JOB: Scale the lines starting at the one containing "Could I trouble you to find the front door" and ending at the one containing "[454,147,562,284]". Rewrite only those lines, multiplying every bounding box coordinate by 0.45 and rounding to whole numbers with halves rounded up, and leave everything else unchanged.

[START]

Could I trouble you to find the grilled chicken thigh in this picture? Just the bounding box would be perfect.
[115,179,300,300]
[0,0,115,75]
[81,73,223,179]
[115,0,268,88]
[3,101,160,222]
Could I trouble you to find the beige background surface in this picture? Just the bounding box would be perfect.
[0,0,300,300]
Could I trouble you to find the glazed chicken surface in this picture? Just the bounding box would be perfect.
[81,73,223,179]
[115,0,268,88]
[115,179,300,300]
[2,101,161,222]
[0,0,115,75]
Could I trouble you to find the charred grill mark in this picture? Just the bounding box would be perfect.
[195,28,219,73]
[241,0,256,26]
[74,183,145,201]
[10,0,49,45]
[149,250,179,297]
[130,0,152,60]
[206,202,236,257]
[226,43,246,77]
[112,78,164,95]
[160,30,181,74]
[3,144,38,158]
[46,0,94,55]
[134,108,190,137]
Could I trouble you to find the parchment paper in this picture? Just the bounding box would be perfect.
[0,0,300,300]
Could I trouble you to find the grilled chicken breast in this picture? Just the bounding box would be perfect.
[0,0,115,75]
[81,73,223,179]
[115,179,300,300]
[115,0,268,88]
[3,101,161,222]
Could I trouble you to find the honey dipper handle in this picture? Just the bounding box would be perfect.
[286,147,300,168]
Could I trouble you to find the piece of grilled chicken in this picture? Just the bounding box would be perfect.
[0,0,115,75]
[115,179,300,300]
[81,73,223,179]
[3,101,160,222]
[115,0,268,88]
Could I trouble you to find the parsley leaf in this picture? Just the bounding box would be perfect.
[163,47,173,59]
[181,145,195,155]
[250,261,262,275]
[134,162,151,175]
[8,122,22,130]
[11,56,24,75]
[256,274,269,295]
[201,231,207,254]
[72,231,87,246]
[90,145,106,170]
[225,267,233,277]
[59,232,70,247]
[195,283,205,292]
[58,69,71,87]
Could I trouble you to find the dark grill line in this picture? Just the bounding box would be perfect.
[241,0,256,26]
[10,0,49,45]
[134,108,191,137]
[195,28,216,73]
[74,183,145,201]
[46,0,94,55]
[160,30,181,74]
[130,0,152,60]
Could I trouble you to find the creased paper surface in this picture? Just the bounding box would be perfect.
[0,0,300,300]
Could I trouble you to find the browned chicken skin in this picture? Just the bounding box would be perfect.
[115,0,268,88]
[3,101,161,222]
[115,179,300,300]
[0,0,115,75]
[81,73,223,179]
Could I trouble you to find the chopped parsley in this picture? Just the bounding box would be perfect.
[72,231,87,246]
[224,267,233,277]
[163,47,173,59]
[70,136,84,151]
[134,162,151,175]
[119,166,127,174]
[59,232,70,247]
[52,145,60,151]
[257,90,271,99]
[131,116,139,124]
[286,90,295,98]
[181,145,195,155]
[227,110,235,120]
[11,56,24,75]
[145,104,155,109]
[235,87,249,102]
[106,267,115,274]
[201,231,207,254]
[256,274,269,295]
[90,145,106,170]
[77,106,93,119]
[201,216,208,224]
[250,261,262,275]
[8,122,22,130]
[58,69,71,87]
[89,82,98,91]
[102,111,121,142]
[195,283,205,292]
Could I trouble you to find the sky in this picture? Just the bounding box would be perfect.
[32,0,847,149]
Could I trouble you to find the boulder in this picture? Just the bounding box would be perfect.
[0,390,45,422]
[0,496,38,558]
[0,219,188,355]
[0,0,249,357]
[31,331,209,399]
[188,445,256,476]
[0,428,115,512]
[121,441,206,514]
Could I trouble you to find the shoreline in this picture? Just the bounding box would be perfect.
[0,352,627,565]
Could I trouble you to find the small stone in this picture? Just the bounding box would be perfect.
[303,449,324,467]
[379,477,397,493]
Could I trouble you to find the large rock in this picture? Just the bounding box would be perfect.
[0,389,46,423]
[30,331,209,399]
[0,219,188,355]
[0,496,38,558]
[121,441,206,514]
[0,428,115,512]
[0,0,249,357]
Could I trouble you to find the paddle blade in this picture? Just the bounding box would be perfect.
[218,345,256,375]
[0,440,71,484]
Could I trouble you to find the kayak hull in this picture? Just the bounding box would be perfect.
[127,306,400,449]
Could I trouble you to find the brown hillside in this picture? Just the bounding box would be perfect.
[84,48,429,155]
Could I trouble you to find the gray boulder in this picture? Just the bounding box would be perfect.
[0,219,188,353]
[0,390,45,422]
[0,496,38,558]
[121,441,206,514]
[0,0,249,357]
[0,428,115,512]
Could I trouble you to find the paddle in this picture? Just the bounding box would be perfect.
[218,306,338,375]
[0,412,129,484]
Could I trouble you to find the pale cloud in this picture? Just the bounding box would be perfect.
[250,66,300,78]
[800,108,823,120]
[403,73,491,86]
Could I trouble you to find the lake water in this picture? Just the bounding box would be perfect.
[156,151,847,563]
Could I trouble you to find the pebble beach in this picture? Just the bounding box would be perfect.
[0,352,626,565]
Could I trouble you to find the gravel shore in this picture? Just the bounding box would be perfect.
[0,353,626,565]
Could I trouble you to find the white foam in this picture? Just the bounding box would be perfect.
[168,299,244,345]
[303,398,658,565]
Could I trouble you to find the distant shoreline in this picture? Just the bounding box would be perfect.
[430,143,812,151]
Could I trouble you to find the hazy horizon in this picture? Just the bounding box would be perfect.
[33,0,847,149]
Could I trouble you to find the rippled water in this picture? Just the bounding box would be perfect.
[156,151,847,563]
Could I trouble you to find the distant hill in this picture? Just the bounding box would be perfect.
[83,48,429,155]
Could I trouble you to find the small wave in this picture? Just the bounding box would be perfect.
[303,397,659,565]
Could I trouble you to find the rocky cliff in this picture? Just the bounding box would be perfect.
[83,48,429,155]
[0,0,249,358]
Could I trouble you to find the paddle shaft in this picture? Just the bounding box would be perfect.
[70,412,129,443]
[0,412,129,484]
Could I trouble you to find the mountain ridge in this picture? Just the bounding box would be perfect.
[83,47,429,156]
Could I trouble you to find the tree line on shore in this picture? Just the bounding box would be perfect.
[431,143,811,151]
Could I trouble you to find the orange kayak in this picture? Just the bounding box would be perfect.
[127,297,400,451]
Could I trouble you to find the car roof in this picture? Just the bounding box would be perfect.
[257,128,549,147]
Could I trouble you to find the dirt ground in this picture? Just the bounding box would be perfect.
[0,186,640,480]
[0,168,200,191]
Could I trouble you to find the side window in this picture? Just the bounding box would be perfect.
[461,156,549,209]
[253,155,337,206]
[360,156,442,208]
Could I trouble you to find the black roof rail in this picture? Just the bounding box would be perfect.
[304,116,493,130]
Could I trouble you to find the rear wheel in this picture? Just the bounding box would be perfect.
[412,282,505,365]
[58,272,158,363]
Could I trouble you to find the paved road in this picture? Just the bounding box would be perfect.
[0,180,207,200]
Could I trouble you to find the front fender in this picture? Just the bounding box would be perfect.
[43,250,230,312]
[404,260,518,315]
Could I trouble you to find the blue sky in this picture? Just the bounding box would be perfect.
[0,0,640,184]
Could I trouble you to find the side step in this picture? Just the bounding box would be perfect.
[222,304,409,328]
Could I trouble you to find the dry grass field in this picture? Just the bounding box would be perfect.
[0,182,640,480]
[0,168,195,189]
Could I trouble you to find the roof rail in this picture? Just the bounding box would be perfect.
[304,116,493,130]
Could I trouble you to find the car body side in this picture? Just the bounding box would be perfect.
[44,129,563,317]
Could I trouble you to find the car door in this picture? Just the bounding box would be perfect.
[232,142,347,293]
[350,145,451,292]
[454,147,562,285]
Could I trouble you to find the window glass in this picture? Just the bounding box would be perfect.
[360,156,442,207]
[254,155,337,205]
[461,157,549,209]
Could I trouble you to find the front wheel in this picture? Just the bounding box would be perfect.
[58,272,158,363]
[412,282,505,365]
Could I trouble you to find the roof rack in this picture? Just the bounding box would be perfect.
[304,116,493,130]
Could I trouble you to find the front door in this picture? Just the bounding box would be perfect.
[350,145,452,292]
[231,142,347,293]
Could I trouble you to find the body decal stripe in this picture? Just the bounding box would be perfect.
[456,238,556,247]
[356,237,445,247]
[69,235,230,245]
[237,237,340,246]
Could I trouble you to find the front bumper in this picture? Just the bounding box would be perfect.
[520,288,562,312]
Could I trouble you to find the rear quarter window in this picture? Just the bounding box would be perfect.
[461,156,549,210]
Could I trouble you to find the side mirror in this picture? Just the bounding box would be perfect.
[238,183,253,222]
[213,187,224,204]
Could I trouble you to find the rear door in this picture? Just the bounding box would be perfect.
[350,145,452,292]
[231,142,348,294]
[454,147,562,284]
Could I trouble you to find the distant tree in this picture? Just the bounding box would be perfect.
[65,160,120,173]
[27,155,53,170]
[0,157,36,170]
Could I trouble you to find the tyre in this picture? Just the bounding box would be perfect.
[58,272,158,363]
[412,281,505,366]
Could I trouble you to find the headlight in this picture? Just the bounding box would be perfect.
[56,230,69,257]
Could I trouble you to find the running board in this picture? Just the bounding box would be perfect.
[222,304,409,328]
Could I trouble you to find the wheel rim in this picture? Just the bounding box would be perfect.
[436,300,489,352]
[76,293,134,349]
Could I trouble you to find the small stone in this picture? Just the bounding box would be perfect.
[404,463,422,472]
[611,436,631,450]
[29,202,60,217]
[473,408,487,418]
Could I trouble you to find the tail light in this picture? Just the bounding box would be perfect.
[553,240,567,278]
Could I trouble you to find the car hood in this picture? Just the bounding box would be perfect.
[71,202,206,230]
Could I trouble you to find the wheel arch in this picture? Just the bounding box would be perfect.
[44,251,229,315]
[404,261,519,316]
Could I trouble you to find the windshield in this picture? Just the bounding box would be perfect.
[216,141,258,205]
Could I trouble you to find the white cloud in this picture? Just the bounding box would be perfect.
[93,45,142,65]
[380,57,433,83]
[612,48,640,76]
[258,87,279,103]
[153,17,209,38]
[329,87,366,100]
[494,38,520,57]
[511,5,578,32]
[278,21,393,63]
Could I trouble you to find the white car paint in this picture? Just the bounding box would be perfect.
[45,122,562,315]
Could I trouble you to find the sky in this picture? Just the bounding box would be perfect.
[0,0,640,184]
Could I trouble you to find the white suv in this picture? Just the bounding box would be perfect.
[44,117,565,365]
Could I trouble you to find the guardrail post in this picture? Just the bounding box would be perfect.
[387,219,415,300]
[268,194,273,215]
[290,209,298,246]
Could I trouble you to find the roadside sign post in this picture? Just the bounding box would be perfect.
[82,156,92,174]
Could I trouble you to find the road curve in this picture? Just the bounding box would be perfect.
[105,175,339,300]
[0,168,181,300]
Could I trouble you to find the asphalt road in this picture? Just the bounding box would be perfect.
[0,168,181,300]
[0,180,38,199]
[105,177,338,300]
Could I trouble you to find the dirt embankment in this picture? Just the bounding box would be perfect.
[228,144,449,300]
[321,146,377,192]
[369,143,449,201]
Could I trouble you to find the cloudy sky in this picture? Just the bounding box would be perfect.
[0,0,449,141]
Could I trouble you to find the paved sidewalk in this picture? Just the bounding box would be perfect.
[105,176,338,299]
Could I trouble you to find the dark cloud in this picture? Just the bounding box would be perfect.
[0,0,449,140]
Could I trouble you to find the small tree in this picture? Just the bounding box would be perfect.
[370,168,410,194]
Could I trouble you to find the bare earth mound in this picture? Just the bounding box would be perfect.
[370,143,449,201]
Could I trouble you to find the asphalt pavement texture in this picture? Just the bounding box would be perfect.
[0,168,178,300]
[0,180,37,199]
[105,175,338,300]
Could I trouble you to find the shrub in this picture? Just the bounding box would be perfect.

[END]

TASK RESULT:
Could I trouble you to find the front door in this picture? Just the bounding box would be perfect.
[158,65,203,131]
[104,64,156,132]
Could I trouble you to find the body decal stripe in this picture? Just the bounding box would be perfect.
[205,107,250,111]
[160,107,200,111]
[31,106,104,110]
[107,107,153,111]
Could I trouble you to find the front bumper in this picture? Just the bounding box would be perfect.
[234,130,253,140]
Could I trouble you to find the rear quarter window in this picture? Just the bounding box would be perfect.
[207,70,247,95]
Could I trouble you to find the side mirror in this picture? Just the bounding box would be perfect.
[107,82,114,100]
[96,84,101,92]
Could I trouble you to find the rear door in this picture? Just the bounding box would be perfect.
[158,65,203,131]
[104,64,157,132]
[204,66,253,128]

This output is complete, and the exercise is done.